------ DOCUMENT EXTRACT

By March 28, 2012Legal

Oral Arguments:
Audio | Transcript

All sides faced some tough questions today, and it felt as though the Justices where carrying all 2,700 pages of this massive burden of a law on their shoulders. No choice seemed to satisfy them, so they set out on a search for the best of the worse. Assuming the mandate is unconstitutional, what do you do with all this other “stuff”?

Paul Clement, arguing for the states, was first. His answer is perhaps the most simple of all. Throw it all out and make Congress start anew.

Congress found that the individual mandate was essential to their operation. And not only can guaranteed-issue and community-rating not stand, not operate in the manner that Congress intended, they would actually counteract Congress’s basic goal of providing patient protection but also affordable care.

Justice Sotomayor was especially hostile to the idea of throwing everything out and suggested Congress was best equipped to make the determination of what to do with the rest of the law.

Why shouldn’t we let Congress do that, if in fact, the economists prove, some of the economists prove right, that prices will spiral? What’s wrong with leaving it to — in the hands of the people who should be fixing this, not us?

Clement’s response did not seem to satisfy her:

No matter what you do in this case, at some point there’s going to be — if you strike down the mandate, there is going to be something for Congress to do. The question is really, what task do you want to give Congress? Do you want to give Congress the task of fixing the statute after something has been taken out, especially a provision at the heart, or do you want to give Congress the task of fixing health care?

Justice Ruth Bader Ginsburg also seemed skeptical of his argument:

Mr. Clement, there are so many things in this Act that are unquestionably okay why make Congress redo those?

Chief Justice Roberts also had questions along the same lines, “A lot of this is reauthorization of appropriations that have been reauthorized for the previous 5 or 10 years and it was just more convenient for Congress to throw it in in the middle of the 2,700 pages than to do it separately.”

Clement suggested the proper test was, “whether the statute can operate in the manner that Congress intended.”

But again, Justice Sotomayor rebutted, saying, “No statute can do that, because once we chop off a piece of it, by definition, it’s not the statute Congress passed. So it has to be something more than that.”

The Justices seemed to be the most hostile to the government’s position, presented by Deputy Solicitor General Edwin Kneedler, who argued that if the Court was to strike down the mandate, it should also strike down the guaranteed-issue and community-rating part of the law, because they cannot stand without the mandate, yet it should let the rest of the law stand.

Justice Stephen Breyer equated Mr. Clement’s argument with that of Mr. Kneedler.

------------

ASSIGNED TASK 1 —
List every Justice named in the oral-argument summary.
ASSIGNED TASK 2 —
Please resume the oral-argument summary from where it stops.

------ EXTRACTED ENTRIES

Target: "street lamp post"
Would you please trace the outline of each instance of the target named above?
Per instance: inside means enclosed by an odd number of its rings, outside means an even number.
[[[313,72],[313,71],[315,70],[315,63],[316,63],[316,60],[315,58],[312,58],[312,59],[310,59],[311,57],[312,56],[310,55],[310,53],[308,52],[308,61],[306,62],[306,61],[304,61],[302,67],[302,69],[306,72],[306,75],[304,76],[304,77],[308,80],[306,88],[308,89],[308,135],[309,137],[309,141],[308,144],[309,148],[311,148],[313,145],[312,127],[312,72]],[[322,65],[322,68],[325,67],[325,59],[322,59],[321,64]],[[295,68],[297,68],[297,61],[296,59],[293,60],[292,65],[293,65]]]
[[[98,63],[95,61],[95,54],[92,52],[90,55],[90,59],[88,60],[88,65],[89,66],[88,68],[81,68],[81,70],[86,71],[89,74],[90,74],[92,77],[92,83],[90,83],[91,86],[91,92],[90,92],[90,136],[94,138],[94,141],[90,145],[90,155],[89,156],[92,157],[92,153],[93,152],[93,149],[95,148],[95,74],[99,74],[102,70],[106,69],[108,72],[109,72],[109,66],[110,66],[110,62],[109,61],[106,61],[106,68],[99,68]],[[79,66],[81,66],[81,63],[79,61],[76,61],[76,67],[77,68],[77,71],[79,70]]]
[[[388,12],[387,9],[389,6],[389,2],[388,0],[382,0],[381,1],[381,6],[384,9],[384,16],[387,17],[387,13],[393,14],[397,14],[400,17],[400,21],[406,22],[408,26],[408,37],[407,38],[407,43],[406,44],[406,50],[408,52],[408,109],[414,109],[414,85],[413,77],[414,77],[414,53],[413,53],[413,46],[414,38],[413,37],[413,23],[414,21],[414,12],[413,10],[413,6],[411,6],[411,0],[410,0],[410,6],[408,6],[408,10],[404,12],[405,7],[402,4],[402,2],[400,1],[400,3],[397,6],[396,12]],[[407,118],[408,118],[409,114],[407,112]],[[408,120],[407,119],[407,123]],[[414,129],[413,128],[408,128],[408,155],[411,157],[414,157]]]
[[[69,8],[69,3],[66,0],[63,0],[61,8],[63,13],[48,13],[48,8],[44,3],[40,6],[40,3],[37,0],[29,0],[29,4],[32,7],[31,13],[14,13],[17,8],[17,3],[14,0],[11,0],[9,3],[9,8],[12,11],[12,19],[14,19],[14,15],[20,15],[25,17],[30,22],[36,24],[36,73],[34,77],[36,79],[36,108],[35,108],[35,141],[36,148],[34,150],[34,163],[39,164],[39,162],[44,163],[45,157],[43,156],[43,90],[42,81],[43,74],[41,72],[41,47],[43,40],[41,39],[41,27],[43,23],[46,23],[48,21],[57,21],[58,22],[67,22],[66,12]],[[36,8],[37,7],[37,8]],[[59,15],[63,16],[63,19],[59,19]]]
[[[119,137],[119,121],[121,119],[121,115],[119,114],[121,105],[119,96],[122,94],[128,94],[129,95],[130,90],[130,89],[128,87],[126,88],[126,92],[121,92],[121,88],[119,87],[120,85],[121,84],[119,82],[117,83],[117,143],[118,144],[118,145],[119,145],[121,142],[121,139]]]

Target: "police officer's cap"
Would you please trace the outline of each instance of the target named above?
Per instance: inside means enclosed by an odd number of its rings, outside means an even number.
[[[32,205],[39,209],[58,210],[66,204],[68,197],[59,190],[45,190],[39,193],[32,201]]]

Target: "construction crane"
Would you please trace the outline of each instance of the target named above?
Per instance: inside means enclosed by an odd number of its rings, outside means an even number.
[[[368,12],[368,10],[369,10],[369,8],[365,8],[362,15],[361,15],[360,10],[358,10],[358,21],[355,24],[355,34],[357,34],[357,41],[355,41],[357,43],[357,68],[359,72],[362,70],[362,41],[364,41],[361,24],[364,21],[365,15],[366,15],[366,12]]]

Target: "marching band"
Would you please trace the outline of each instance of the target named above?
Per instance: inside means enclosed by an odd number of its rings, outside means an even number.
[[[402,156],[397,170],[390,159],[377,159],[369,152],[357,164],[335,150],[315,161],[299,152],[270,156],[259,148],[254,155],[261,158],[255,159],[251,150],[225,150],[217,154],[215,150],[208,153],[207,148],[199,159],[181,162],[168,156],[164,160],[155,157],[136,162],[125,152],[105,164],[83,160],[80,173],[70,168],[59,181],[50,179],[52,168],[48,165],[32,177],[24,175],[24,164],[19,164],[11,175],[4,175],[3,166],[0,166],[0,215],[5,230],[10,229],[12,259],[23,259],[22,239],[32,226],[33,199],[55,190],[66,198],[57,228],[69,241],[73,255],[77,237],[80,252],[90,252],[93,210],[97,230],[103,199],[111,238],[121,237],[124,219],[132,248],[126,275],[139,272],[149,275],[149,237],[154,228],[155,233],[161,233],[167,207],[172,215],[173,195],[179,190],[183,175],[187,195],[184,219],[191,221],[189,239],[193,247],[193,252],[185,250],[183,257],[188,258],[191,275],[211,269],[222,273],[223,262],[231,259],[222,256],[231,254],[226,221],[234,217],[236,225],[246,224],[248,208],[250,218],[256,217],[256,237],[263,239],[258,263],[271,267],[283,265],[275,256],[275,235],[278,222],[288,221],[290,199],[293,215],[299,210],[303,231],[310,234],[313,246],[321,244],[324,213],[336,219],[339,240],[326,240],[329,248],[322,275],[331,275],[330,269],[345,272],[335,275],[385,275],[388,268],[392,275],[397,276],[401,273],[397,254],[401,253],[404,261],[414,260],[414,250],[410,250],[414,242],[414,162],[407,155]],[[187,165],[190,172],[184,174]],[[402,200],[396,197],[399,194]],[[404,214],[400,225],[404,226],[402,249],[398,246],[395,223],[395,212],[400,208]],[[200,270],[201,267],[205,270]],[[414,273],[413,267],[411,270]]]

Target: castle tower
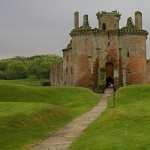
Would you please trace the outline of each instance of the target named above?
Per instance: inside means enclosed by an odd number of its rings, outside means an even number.
[[[74,13],[74,28],[75,29],[79,28],[79,12],[78,11]]]
[[[140,11],[135,12],[135,29],[142,30],[142,13]]]
[[[97,14],[98,26],[101,30],[118,30],[120,14],[117,11],[112,12],[98,12]]]

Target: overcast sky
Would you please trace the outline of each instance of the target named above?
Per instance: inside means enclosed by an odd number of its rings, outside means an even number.
[[[73,28],[73,13],[89,15],[97,27],[96,13],[118,10],[120,25],[134,12],[143,12],[143,27],[150,31],[149,0],[0,0],[0,58],[35,54],[61,54]],[[148,45],[149,45],[148,39]]]

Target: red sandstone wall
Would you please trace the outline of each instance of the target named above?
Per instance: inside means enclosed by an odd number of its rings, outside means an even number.
[[[127,80],[128,84],[144,83],[145,81],[145,58],[142,56],[131,57],[128,60]]]

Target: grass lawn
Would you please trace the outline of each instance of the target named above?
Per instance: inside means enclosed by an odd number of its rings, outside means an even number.
[[[121,88],[111,101],[70,150],[150,150],[150,85]]]
[[[86,88],[37,85],[0,81],[0,150],[26,149],[91,109],[100,98]]]

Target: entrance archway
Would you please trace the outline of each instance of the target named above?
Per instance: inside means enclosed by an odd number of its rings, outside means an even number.
[[[114,66],[112,63],[106,63],[106,87],[114,85]]]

------------

ANSWER AREA 1 —
Justice Sotomayor
Justice Ruth Bader Ginsburg
Chief Justice Roberts
Justice Stephen Breyer

ANSWER AREA 2 —
What do you suggest we do? I mean, should we appoint a special master with an instruction? Should we go back to the district court? You haven’t argued most of these. As I hear you now, you’re pretty close to the SG. I mean, you’d like it all struck down, but we are supposed to apply the objective test. I don’t know if you differ very much.

So what do you propose that we do other than spend a year reading all this and have you argument all this?

Justice Scalia expressed the same skepticism with much passion when questioning Mr. Kneedler. He even jockingly invoked the Eigth Amendment (cruel and unusual punishment) in reference to it:

Mr. Kneedler, what happened to the Eighth Amendment? You really want us to go through these 2,700 pages?

(Laughter)

And do you really expect the Court to do that? Or do you expect us to give this function to our law clerks?

(Laughter)

Is this not totally unrealistic? That we’re going to go through this enormous bill item by item and decide each one?

Justice Breyer put it in more concrete terms:

I think Justice Scalia is thinking, I suspect, of — imagine a tax which says, this tax, amount Y, goes to purpose X, which will pay for half of purpose X. The other half will come from the exchanges somehow. That second half is unconstitutional. Purpose X can’t possibly be carried out now with only half the money.

Does the government just sit there collecting half the money forever because nobody can ever challenge it?

This idea seemed a lost cause for Justice Anthony Kennedy:

By reason of this Court, we would have a new regime that Congress did not provide for, did not consider. That, it seems to me can be argued at least to be a more extreme exercise of judicial power than to strike — than striking the whole.

Lastly, court-appointed attorney H. Bartow Farr, III, presented the position that all other parts of the law should remain if the mandate is struck down. And he didn’t fare much better.

Mr. Farr argued that the mandate was not the “heart” of the bill, but the guaranteed-issue and community-rating provisions were. Those, he argued, “will still open insurance markets to millions of people that were excluded under the prior system.”

Justice Elena Kagan quickly poked holes in his theory in practical terms:

[T]he problem, Mr. Farr, isn’t it, is that they’re going to a pool of people that will gradually get older and unhealthier. That’s the way the thing works. Once you say that the insurance companies have to cover all of the sick people and all of the old people, the rates climb. More and more young people and healthy people say, why should we participate, we can just get it later when we get sick. So they leave the market, the rates go up further, more people leave the market, and the whole system crashes and burns, becomes unsustainable.

When Justice Kennedy pressed him on the consequences of his argument, even Mr. Farr did not seem to like the choice he was advocating:

JUSTICE KENNEDY: So do you want us to write an opinion saying we have concluded that there is an insignificant risk of a substantial adverse effect on the insurance companies, that’s our economic conclusion, and therefore not severable? That’s what you want me to say?

MR. FARR: It doesn’t sound right the way you say it, Justice Kennedy.

(Laughter)

Mr. Farr concluded by appealing to Congress’ role, once again:

[T]he position I’m advocating would simply have those — those pleas go to Congress, not in court.

My approach would say if you take the heart out of the statute, the statute’s gone. That enables Congress to — to do what it wants in — in the usual fashion. And it doesn’t inject us into the process of saying, “this is good, this is bad, this is good, this is bad.”

It seems to me it reduces our options the most and increases Congress’s the most.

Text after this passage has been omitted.